PROMPT
Answer these questions using the article on Pasadena AIDS activism:
1. Which physician identified and classified AIDS in a 1981 report to the Centers for Disease Control?
2. Which church started the Pasadena AIDS Service Center?
3. What did the Pasadena Public Health Department open by 1991?

SUPPLIED PASSAGE

Battle fatigue: Pasadena area AIDS activists struggle to keep the fight going 30 years later

Published on Thursday, December 15, 2011 | 8:07 am
 

Thirty years ago, when the nation clamored to disseminate news, facts and awareness of a growing HIV/AIDS epidemic, the city of Pasadena stood at the forefront of activism.

It was here that physician and UCLA professor of medicine Michael Gottlieb became one of the first in the medical community to identify and classify AIDS in a 1981 report to the Centers for Disease Control. The city formed an AIDS Taskforce to study the needs of those living with HIV/AIDS, and All Saints Church had started the Pasadena AIDS Service Center to support individuals and families affected by it. By 1991, the Pasadena Public Health Department had opened Andrew Escajeda Comprehensive Care Services to provide outpatient care to HIV-infected individuals.

This year marks a milestone in AIDS history — it was 30 years ago this June 5 that HIV/AIDS was officially classified as a rare lung infection by the CDC.

The Rev. George Regas, rector emeritus at Pasadena’s All Saints Church, recalled a time when large gatherings turned out for the church’s annual AIDS mass. “We put it together to bring in people’s consciousness the real tragedy we were experiencing with AIDS in larger Pasadena,” Regas said. “People became aware of what was happening all around.”

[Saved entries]
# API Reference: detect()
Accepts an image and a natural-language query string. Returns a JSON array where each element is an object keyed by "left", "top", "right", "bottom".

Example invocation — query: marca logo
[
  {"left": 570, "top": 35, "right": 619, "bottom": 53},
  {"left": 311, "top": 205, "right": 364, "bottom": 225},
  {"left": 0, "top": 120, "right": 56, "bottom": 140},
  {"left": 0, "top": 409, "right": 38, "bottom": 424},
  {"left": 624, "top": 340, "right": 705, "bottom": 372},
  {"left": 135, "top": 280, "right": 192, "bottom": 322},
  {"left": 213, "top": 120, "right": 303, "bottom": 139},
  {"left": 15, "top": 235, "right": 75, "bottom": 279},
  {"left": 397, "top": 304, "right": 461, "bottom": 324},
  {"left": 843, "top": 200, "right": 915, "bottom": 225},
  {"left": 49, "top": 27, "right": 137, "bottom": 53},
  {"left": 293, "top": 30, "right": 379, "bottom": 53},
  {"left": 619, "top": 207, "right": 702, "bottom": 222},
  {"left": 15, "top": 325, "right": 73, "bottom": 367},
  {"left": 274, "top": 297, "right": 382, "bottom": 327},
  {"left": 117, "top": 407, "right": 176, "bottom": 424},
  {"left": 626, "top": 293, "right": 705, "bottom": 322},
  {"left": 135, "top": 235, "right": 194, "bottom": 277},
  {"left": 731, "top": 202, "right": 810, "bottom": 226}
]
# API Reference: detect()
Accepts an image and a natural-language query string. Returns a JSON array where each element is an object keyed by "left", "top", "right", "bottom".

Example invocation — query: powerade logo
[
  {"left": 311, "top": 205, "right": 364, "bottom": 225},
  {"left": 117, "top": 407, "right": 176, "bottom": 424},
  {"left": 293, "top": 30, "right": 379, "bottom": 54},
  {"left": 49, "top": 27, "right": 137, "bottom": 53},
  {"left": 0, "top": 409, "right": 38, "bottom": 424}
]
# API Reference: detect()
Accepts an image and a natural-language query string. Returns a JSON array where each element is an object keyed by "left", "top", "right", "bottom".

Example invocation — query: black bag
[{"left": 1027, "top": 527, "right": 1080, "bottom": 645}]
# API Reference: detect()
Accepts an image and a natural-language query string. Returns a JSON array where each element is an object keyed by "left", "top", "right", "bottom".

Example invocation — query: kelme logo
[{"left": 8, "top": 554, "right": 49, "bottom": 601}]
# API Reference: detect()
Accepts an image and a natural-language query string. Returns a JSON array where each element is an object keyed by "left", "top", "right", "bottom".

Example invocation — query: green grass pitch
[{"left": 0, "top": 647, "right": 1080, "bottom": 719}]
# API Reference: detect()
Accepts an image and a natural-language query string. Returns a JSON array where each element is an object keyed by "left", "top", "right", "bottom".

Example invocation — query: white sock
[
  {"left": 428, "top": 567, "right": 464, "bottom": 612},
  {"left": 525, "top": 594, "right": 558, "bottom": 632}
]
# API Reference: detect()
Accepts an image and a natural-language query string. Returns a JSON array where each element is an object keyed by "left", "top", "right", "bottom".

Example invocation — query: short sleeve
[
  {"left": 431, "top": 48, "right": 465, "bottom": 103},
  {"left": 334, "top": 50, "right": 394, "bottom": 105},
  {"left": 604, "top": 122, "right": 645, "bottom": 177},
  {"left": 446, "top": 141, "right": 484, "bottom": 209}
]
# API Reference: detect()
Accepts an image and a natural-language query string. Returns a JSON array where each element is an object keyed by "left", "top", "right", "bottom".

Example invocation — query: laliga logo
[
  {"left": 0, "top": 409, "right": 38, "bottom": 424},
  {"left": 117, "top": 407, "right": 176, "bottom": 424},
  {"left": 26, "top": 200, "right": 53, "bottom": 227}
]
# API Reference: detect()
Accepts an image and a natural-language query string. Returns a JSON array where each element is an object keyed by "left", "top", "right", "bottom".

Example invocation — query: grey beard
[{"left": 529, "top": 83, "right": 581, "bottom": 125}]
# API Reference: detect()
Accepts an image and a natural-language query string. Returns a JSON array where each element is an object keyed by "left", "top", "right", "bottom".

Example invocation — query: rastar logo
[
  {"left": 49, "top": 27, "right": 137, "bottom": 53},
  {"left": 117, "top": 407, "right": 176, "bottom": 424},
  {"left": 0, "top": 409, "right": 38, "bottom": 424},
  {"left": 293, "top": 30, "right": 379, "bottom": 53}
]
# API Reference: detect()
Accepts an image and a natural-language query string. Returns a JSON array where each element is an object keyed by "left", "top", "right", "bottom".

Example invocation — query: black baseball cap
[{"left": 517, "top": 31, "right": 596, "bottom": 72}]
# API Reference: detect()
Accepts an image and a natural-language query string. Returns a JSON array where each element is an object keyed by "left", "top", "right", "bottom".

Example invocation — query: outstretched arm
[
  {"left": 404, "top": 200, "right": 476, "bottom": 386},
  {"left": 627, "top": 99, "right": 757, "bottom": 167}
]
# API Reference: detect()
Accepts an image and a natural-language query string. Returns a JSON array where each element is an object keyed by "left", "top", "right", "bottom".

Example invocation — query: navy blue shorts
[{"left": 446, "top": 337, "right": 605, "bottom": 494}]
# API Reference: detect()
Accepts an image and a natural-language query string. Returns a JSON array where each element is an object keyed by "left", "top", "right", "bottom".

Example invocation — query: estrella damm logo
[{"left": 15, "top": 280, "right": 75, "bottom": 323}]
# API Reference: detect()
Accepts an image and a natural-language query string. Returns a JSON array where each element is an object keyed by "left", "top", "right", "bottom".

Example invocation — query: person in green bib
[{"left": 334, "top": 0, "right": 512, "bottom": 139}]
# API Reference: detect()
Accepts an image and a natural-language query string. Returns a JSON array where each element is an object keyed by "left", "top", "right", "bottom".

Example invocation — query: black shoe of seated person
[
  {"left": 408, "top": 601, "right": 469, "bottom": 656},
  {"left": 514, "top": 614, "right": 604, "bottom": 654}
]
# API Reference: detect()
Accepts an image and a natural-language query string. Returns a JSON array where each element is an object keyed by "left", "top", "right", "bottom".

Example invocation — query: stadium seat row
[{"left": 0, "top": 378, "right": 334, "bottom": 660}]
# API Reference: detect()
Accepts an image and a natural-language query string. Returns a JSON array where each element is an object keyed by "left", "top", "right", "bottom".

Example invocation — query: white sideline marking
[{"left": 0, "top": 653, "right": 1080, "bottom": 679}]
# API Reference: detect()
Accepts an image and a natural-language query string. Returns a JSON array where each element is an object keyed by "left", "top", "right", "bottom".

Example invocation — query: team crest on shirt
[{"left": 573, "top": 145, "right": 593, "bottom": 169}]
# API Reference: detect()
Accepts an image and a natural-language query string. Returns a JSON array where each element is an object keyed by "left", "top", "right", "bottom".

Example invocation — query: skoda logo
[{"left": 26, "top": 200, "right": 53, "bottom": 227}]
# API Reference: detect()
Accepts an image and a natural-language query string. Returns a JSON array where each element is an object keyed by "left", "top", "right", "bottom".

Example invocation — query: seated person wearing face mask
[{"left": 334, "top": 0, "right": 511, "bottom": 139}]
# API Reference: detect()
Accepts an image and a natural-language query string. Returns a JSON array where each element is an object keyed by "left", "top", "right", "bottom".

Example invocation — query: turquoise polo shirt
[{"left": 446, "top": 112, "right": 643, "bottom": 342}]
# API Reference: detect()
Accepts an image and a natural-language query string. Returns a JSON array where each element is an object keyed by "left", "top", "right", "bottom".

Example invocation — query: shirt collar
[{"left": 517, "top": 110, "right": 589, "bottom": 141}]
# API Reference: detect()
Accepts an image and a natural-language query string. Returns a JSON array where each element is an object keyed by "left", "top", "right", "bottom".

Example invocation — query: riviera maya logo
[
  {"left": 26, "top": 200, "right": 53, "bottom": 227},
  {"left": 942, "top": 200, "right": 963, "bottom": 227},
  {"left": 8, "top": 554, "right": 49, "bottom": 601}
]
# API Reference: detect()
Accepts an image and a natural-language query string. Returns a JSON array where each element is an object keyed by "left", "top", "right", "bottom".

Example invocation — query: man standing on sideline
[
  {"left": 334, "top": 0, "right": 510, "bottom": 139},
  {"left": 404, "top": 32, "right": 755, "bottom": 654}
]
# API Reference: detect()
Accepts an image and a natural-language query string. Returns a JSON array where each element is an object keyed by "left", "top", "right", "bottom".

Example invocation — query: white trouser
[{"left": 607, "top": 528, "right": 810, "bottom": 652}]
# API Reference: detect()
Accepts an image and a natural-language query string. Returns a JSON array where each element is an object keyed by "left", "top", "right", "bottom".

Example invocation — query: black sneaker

WRITTEN REPLY
1. Michael Gottlieb
2. All Saints Church
3. Andrew Escajeda Comprehensive Care Services